— START Extracted material —
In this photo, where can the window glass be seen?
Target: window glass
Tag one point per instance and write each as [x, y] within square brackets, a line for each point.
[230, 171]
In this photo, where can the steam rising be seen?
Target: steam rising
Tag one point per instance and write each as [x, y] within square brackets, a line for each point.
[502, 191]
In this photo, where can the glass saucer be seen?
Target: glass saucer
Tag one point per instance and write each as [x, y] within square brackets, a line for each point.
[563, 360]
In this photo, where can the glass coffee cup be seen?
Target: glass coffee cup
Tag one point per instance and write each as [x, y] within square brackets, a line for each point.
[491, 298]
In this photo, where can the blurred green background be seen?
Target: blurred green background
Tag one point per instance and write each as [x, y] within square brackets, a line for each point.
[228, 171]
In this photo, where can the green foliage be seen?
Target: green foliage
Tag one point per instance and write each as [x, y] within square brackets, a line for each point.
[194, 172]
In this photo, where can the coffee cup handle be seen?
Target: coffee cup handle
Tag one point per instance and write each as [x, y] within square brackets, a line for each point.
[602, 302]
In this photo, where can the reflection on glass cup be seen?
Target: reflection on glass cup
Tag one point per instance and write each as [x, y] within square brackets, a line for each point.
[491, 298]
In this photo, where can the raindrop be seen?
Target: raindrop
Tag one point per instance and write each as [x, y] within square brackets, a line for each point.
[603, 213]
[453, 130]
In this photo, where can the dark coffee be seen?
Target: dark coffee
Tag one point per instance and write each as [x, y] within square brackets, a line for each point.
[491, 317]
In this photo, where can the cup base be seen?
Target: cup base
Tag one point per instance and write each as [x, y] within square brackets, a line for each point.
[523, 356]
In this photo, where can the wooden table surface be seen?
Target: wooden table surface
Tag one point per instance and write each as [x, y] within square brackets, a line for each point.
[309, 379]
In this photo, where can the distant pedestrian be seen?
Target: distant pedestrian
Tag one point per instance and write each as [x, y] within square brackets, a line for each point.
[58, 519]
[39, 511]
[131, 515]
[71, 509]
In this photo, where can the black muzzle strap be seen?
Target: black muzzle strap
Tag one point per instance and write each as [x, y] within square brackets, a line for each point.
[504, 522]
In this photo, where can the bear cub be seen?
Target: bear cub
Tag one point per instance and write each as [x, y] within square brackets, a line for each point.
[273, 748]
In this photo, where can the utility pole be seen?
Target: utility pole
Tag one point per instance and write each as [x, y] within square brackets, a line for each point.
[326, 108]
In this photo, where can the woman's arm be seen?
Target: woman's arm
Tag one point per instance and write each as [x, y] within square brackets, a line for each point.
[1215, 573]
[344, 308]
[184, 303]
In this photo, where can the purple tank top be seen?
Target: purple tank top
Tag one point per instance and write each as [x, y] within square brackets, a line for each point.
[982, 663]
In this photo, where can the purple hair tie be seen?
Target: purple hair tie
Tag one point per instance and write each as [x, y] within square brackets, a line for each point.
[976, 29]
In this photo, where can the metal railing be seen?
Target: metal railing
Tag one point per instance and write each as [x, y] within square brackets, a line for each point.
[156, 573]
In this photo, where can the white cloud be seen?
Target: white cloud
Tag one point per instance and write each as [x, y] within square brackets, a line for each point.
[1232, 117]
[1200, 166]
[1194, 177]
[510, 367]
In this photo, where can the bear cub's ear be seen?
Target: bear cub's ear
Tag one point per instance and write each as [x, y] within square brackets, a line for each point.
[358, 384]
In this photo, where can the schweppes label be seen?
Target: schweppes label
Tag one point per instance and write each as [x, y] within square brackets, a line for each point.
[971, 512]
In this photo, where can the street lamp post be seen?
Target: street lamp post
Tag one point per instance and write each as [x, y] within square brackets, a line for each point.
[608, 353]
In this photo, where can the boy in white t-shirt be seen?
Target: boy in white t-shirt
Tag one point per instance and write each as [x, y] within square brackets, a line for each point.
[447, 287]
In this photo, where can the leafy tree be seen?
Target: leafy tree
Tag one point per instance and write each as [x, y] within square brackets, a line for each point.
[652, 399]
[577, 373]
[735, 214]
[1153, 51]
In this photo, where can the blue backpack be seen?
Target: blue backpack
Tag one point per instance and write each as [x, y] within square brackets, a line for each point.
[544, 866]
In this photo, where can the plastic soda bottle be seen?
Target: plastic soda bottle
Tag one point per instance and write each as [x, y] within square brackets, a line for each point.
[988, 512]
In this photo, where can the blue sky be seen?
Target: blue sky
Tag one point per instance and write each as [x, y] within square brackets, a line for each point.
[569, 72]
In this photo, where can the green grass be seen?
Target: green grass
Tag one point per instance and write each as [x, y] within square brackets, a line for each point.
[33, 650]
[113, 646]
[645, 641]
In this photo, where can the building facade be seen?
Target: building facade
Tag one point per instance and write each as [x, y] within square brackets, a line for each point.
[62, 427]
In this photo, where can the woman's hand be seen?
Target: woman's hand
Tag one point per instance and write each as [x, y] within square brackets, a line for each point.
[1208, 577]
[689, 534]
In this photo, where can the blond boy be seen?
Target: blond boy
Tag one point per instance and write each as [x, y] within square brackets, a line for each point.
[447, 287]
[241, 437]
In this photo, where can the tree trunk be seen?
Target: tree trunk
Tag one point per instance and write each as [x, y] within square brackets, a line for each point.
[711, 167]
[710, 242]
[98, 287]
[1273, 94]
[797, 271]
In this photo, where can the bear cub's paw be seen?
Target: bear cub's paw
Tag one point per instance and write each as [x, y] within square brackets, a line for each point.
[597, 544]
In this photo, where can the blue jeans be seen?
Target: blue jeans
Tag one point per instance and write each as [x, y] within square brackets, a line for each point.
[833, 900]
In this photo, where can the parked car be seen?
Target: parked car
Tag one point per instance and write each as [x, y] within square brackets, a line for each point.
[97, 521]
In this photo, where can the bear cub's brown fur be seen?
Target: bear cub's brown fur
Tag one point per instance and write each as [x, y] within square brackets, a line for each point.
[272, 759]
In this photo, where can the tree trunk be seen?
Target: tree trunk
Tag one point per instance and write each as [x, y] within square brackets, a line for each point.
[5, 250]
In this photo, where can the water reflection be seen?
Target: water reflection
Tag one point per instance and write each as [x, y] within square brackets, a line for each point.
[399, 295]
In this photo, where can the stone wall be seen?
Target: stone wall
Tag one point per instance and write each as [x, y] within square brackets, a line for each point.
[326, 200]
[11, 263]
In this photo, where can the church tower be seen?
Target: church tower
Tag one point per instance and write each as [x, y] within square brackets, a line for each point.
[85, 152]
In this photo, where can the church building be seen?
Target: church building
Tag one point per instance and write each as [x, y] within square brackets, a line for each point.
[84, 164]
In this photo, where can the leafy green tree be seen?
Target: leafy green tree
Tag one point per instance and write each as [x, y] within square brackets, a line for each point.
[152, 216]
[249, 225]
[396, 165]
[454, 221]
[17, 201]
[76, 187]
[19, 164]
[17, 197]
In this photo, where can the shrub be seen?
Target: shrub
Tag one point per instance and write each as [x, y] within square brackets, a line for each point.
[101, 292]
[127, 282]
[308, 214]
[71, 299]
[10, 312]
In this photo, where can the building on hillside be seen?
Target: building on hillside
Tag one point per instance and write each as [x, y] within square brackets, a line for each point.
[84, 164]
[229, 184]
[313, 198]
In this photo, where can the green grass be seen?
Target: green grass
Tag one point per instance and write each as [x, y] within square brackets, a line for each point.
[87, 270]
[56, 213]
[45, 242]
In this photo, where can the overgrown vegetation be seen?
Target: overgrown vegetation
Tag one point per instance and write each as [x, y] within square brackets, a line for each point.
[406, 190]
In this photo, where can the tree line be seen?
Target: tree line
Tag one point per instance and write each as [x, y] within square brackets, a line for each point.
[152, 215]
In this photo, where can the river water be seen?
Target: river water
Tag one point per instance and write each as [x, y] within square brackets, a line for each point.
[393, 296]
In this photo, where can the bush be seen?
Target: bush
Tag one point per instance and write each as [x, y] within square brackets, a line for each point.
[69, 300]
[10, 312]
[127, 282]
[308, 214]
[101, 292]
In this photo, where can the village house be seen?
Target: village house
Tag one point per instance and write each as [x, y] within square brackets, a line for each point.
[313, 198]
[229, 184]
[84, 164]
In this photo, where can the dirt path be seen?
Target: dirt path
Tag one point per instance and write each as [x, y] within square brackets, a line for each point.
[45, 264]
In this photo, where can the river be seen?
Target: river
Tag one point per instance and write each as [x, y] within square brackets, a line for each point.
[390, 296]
— END Extracted material —
▶ Aim:
Copy exactly the line containing "In this photo, where can the shrub be seen?" and every line after it, ending with the last line of the records above.

▶ Exercise result:
In this photo, where can the shrub be seen?
Target: shrub
Tag one point per instance and write each as [x, y] within square brackets, a line for each point.
[101, 292]
[127, 282]
[308, 214]
[71, 299]
[10, 312]
In this photo, where can the building on hillside be seen?
Target: building on hillside
Tag one point per instance and write each as [x, y] within square brackets, a line for each point.
[84, 164]
[229, 184]
[313, 198]
In this photo, where can the green grass be seen?
Target: green grass
Tag one point per instance and write each as [x, y] within square brackets, a line for each point.
[87, 270]
[56, 213]
[45, 242]
In this photo, where can the overgrown vegetation be seen?
Target: overgrown vegetation
Tag one point per instance and write each as [x, y] within square brackets, a line for each point.
[406, 190]
In this photo, where can the tree line be seen?
Target: tree line
Tag one point per instance and write each as [x, y] within square brackets, a line for each point.
[152, 215]
In this photo, where can the river water be seen?
Target: river water
Tag one point per instance and write each as [x, y] within square brackets, a line for each point.
[393, 296]
In this photo, where can the bush be seen?
Target: bush
Tag one point per instance and write each as [x, y] within square brackets, a line for each point.
[69, 300]
[10, 312]
[127, 282]
[308, 214]
[101, 292]
In this photo, where can the village house be seen?
Target: village house
Tag one point per instance and write each as [x, y] within square brackets, a line for each point.
[313, 198]
[229, 184]
[84, 164]
In this photo, where can the dirt path be seen?
Target: dirt path
Tag one point per instance and write each as [x, y] within square brackets, a line for each point.
[45, 264]
In this photo, where can the river be seen?
Target: river
Tag one point per instance and write each as [x, y] within square brackets, a line for each point.
[390, 296]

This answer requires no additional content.